SOURCE MATERIAL START
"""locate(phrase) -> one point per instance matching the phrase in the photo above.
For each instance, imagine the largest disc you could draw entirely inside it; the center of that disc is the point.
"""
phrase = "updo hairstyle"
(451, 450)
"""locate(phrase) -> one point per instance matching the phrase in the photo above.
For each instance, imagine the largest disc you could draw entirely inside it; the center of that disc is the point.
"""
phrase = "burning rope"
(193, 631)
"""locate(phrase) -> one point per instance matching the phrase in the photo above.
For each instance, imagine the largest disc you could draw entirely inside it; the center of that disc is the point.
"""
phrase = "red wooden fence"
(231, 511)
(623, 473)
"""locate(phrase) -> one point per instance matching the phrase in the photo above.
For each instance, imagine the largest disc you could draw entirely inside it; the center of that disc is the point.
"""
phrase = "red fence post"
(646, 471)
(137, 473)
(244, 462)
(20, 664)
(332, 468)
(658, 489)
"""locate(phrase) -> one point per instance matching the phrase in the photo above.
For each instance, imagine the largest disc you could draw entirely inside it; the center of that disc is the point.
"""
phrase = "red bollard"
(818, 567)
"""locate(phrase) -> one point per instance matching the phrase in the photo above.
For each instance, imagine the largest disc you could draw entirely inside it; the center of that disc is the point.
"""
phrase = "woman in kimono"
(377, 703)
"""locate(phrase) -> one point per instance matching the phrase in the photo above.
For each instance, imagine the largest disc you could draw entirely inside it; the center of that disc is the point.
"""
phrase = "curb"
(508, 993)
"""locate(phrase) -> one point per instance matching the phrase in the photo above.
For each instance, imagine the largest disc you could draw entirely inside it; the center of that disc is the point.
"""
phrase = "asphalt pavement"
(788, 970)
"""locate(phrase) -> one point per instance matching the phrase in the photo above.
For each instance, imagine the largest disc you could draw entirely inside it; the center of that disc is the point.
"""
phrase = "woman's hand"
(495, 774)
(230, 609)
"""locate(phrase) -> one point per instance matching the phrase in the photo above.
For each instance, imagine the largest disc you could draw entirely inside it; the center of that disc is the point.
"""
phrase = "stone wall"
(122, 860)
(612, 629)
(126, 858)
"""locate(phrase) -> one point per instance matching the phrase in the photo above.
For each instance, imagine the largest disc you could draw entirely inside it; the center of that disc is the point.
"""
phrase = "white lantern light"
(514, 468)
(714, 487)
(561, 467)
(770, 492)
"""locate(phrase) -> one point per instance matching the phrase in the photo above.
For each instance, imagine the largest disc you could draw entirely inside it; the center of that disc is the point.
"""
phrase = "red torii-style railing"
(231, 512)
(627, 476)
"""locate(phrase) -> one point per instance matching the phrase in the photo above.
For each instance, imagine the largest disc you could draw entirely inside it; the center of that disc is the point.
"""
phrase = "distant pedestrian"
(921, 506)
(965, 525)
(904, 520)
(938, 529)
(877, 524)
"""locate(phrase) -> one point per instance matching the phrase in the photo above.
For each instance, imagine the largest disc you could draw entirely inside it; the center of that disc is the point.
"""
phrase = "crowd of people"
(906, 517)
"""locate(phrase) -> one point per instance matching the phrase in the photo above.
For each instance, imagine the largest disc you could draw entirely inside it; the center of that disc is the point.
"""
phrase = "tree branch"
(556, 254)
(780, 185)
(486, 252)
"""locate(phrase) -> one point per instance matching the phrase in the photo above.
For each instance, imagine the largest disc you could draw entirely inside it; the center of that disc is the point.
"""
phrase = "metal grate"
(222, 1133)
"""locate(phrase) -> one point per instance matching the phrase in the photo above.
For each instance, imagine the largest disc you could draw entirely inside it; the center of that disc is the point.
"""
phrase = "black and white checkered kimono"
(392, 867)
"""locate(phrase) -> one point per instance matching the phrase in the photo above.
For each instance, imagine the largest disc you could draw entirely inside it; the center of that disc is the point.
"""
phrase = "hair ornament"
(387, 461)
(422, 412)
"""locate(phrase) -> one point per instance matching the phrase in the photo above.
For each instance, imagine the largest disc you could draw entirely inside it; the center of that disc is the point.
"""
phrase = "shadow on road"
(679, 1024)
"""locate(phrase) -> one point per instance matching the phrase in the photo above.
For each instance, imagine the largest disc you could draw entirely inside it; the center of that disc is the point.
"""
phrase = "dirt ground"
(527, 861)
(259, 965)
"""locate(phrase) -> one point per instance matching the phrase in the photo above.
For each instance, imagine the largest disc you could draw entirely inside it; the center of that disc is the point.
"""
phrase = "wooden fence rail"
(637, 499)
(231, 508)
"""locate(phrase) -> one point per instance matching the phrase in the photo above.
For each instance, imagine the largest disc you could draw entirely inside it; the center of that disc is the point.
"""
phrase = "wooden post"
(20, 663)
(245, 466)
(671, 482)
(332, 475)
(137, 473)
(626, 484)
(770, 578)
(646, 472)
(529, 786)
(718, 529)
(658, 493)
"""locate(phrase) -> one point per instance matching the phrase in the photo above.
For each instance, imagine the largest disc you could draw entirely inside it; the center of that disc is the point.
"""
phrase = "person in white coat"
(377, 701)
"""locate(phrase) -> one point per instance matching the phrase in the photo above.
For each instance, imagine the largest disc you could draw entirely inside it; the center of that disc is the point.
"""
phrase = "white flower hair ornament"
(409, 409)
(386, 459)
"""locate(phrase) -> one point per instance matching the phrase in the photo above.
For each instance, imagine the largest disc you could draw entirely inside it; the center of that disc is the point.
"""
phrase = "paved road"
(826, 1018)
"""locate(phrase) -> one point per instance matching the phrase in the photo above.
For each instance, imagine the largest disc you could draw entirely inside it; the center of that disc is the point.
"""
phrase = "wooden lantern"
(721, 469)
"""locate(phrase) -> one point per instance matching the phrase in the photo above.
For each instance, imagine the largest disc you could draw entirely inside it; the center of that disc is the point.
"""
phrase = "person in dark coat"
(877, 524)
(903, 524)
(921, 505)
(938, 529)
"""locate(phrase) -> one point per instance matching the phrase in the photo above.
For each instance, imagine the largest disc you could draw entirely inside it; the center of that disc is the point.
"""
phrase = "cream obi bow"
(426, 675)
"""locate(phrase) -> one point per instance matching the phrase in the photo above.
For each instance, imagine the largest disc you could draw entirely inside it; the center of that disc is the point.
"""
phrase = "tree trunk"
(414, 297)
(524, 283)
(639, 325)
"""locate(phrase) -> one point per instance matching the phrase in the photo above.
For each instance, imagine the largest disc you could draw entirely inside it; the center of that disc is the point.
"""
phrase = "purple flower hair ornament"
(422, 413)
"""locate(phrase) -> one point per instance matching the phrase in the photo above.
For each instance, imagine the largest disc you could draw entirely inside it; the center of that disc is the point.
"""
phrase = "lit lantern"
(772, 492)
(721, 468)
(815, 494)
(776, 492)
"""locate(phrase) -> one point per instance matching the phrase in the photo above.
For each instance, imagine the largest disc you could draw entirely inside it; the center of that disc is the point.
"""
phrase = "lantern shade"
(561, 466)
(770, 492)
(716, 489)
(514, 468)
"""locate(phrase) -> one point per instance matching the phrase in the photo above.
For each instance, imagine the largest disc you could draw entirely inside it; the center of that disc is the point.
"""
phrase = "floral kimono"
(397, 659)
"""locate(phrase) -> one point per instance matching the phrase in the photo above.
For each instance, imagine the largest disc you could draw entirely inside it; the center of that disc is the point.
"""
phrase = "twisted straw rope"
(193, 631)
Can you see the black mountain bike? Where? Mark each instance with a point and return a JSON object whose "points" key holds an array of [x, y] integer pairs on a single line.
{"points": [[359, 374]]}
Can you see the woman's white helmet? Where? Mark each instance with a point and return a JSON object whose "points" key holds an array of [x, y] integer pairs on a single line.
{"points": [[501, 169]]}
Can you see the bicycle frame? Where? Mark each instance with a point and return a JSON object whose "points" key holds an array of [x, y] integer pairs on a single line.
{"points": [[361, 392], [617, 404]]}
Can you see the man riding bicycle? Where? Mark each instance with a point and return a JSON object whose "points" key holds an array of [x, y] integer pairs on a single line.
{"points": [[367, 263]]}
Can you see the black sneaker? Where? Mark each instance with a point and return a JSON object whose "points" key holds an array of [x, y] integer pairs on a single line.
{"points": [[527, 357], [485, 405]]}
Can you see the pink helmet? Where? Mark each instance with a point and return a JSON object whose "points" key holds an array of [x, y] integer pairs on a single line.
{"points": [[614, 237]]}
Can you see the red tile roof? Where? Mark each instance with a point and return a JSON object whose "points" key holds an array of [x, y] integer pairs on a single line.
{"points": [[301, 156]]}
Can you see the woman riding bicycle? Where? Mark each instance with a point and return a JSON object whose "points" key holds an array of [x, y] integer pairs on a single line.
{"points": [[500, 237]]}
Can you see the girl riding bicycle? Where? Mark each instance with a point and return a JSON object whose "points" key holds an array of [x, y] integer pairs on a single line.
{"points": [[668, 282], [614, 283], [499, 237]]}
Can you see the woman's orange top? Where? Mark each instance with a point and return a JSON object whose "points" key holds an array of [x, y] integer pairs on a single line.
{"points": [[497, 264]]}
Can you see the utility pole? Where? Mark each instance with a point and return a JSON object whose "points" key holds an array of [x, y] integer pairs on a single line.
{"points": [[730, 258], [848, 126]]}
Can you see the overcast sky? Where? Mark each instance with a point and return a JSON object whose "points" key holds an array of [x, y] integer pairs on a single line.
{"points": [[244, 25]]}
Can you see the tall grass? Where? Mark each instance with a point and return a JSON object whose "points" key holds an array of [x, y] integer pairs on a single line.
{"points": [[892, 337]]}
SOURCE MATERIAL END
** REQUIRED WORK **
Write out the lines of the records exactly, starting at the one holding "Can you see the utility" and ending with the last line, and include no others.

** YOUR RESPONSE **
Can you see the utility pole? Where? Mark each instance with a point and return a JSON object whose "points" key holds an array of [x, y] integer pairs on a single line.
{"points": [[730, 258], [848, 126]]}
Can you see the overcast sky? Where? Mark each instance with a point and return a JSON object whose "points" key holds an array of [x, y] integer pairs on a single line.
{"points": [[244, 25]]}
Can you see the tall grass? Where? Mark each instance with a point and return a JSON object whose "points" key holds an array of [x, y] integer pairs on a single line.
{"points": [[892, 337]]}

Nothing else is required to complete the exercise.